------ RECORDS PROVIDED

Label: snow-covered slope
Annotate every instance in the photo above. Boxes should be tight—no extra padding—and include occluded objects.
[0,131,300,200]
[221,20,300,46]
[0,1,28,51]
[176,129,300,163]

------------

EXERCISE DETAILS: Show each row above that contains the string "photo". Case counts.

WRITTEN RESPONSE:
Annotate every instance in the photo above. Boxes should be tight—no extra padding—and include occluded objects.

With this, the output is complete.